Background information
- Also known as: 'Uganda'
- Born: Alfred Roberts, Jr. April 8, 1943 New Orleans, Louisiana, United States
- Died: May 5, 2020 (aged 77)
- Genres: Afro-Calypso
- Instrument: Congas/Percussion

= Alfred "Uganda" Roberts =

American musician (1943–2020)

Alfred "Uganda" Roberts (April 8, 1943 – May 5, 2020) was an American conga/percussion player.

As a young musician he performed with Professor Longhair, who he would continue to work with until Longhair's death, one of the many New Orleans notables Roberts performed with.

== History ==
Born and raised in the historic Tremé neighborhood of New Orleans, Roberts took an interest in calypso rhythms from a young age, being introduced to the music by attending clubs frequented by the many sailors and seamen who sailed back and forth between New Orleans and the Caribbean.

§ INFORMATION:

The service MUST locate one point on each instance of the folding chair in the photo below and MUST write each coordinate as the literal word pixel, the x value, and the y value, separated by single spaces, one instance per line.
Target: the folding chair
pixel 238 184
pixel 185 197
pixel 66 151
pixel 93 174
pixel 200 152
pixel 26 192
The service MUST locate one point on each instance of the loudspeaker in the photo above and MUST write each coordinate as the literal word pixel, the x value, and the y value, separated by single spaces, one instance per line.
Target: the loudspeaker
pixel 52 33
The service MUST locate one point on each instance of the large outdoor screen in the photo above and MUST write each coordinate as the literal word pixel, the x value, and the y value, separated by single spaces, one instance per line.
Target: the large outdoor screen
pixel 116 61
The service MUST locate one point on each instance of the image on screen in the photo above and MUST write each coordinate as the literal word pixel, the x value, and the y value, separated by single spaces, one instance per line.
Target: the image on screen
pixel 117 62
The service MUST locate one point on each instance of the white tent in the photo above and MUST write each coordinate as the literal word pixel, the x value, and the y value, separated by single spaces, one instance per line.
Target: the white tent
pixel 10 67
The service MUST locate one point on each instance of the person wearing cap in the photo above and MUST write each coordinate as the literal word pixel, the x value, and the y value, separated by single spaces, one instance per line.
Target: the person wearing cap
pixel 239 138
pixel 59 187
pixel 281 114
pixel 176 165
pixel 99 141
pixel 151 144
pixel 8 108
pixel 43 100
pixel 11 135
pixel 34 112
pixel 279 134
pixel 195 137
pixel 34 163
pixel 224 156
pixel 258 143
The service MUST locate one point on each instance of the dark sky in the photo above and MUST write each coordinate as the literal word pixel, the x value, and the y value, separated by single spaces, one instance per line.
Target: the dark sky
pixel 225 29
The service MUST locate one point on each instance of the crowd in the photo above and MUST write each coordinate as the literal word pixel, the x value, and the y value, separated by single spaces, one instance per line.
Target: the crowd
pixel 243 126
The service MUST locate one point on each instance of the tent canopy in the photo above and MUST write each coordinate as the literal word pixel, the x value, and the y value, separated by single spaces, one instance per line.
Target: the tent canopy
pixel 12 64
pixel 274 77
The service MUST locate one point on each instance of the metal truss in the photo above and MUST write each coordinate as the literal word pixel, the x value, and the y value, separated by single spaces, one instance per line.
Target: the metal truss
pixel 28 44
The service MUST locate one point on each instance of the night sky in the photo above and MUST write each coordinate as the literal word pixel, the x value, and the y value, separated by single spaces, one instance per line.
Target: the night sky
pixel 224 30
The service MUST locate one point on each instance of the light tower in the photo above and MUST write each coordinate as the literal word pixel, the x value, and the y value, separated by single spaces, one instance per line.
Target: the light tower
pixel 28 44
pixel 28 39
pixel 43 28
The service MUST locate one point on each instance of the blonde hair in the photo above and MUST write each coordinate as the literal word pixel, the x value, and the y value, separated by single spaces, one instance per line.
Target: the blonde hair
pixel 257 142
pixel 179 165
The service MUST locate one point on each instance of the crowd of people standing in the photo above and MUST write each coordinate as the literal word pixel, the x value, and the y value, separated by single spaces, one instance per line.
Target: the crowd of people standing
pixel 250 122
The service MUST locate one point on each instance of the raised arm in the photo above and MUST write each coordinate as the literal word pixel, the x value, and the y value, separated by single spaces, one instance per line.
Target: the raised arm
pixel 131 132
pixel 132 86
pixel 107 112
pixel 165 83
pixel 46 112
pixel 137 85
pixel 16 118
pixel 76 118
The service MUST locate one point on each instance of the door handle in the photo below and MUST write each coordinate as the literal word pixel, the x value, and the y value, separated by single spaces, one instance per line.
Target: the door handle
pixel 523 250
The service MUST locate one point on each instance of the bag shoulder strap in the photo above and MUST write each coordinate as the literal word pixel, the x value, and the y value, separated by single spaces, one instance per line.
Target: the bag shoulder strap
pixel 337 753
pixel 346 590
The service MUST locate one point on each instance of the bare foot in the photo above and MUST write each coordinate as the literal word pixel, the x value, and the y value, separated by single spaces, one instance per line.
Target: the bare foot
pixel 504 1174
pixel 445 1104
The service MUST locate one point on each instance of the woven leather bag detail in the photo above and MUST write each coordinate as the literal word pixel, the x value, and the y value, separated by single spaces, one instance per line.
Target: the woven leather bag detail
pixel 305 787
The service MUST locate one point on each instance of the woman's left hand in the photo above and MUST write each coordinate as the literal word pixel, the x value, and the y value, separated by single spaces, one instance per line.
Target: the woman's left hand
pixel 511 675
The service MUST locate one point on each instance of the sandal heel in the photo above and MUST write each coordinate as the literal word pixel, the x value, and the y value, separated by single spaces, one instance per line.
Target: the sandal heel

§ ASSIGNED TASK 1:
Answer these questions from the text about Alfred "Uganda" Roberts:
(a) What instrument did Roberts play?
(b) Which musician did Roberts perform with as a young musician?
(c) In which New Orleans neighborhood was Roberts born and raised?
§ ASSIGNED TASK 2:
Summarize the text about Alfred "Uganda" Roberts in two sentences.
§ ASSIGNED TASK 3:
Continue the text about Alfred "Uganda" Roberts from the point where it stops.
The rows have nothing to do with the text about Alfred "Uganda" Roberts.

§ RESPONSE 1:
(a) Congas/percussion.
(b) Professor Longhair.
(c) The Tremé neighborhood.

§ RESPONSE 2:
Alfred "Uganda" Roberts (1943–2020) was an American conga and percussion player who performed with Professor Longhair from a young age until Longhair's death. Born and raised in the Tremé neighborhood of New Orleans, he was drawn to calypso rhythms early on through clubs frequented by sailors traveling between New Orleans and the Caribbean.

§ RESPONSE 3:
Beginning his career in music in his early teens, playing bongos in clubs in the French Quarter, Roberts switched to the congas in his early 20s with the encouragement of jazz drummer, Smokey Johnson. After becoming an in-demand conga/percussion player in New Orleans, Roberts established a relationship with fellow Treme resident and neighbor, record producer Allen Toussaint, leading to Roberts becoming a house percussionist in Toussaint's Sea Saint Studios, playing on recordings such as The Meters' Afrika and Hey Pocky Way, as well as Toussaint's 1972 album, Life, Love, and Faith.

In 1972, Roberts was introduced to New Orleans pianist Henry Roland Byrd, better known to the public as Professor Longhair. It was at the 2nd annual New Orleans Jazz and Heritage Festival that Jazz Fest producer/founder Quint Davis introduced the two musicians, and Roberts would go on to tour and record with Professor Longhair for eight years, until Professor Longhair's death in 1980. Roberts is featured on Professor Longhair's Rock N Roll Gumbo (1974), featuring Louisiana blues musicians Snooks Eaglin and Clarence “Gatemouth” Brown, as well as his last studio album ever recorded, Crawfish Fiesta (1980). The London Concert (recorded 1978, released 1994) is a duo performance by Professor Longhair and Roberts.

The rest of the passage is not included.